The required output is the line that contains "Target: asphalt road" plus every line after it in the listing below, copied exactly as it appears.

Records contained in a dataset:
* begin *

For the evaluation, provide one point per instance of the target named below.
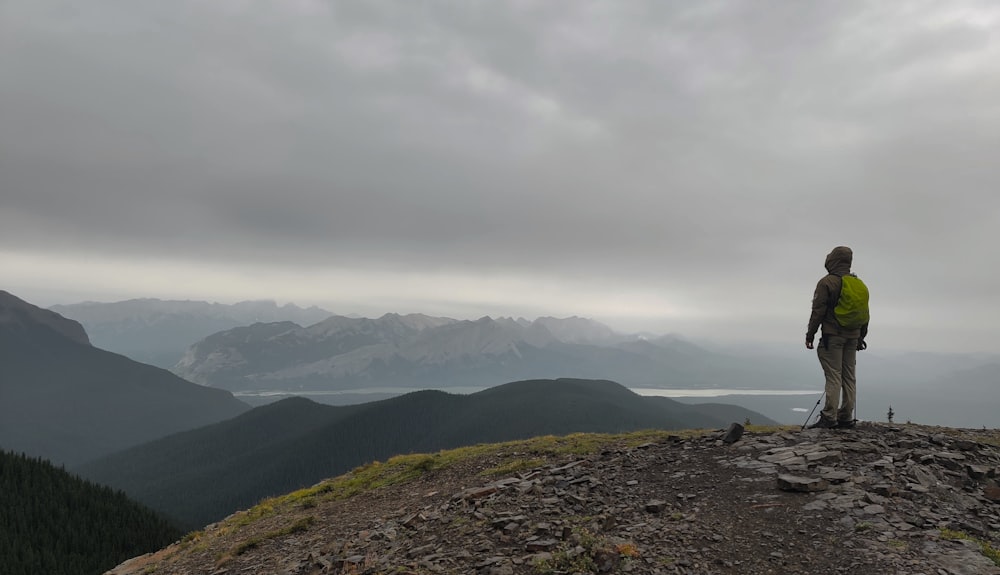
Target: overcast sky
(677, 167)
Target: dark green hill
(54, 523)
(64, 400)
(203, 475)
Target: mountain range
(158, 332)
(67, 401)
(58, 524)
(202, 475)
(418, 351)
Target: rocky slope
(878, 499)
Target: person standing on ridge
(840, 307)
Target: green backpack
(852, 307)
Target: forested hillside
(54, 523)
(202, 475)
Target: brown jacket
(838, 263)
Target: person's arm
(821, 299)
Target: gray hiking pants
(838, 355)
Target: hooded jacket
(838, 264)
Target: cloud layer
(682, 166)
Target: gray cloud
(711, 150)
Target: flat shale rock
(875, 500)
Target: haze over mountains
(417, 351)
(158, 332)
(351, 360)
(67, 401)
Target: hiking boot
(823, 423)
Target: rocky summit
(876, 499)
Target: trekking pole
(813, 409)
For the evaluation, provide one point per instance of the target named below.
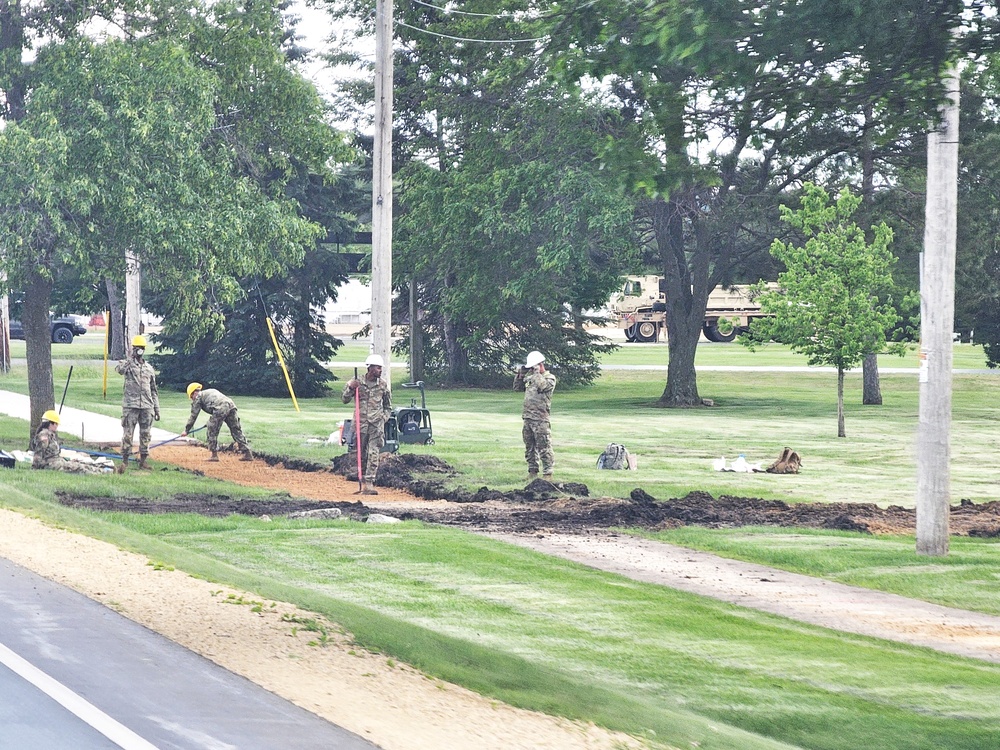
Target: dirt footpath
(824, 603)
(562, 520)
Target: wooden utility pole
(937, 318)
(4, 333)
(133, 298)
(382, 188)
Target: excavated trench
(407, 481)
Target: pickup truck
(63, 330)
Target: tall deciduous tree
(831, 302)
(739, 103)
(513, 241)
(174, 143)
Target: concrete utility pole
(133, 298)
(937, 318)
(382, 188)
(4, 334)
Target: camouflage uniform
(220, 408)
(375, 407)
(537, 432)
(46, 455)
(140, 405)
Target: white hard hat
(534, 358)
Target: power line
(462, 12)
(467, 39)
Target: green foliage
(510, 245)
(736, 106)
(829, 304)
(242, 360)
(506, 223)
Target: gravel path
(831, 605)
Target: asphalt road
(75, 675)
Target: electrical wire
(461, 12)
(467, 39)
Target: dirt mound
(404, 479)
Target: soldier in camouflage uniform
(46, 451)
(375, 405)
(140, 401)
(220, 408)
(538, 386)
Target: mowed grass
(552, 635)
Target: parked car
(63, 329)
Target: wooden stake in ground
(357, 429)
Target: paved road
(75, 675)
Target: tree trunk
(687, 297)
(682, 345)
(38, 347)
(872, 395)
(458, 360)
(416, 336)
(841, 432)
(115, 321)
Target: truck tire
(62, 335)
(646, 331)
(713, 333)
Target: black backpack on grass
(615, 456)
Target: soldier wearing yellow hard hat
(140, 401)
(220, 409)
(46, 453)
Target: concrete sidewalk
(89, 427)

* end *

**Answer for this exercise:**
Target: asphalt road
(75, 675)
Target: electrical wire
(461, 12)
(467, 39)
Target: dirt mound
(404, 479)
Target: soldier in camouflage uniform
(46, 451)
(375, 405)
(140, 401)
(220, 408)
(538, 386)
Target: mowed grass
(552, 635)
Target: parked car
(63, 329)
Target: wooden stake in ground
(357, 429)
Target: paved road
(75, 675)
Target: tree trunk
(687, 297)
(682, 345)
(38, 347)
(872, 395)
(458, 360)
(416, 336)
(841, 432)
(115, 321)
Target: truck tire
(62, 335)
(646, 331)
(713, 333)
Target: black backpack on grass
(615, 456)
Target: soldier wearing yellow hard hat
(140, 401)
(220, 409)
(46, 453)
Target: concrete sidewalk
(89, 427)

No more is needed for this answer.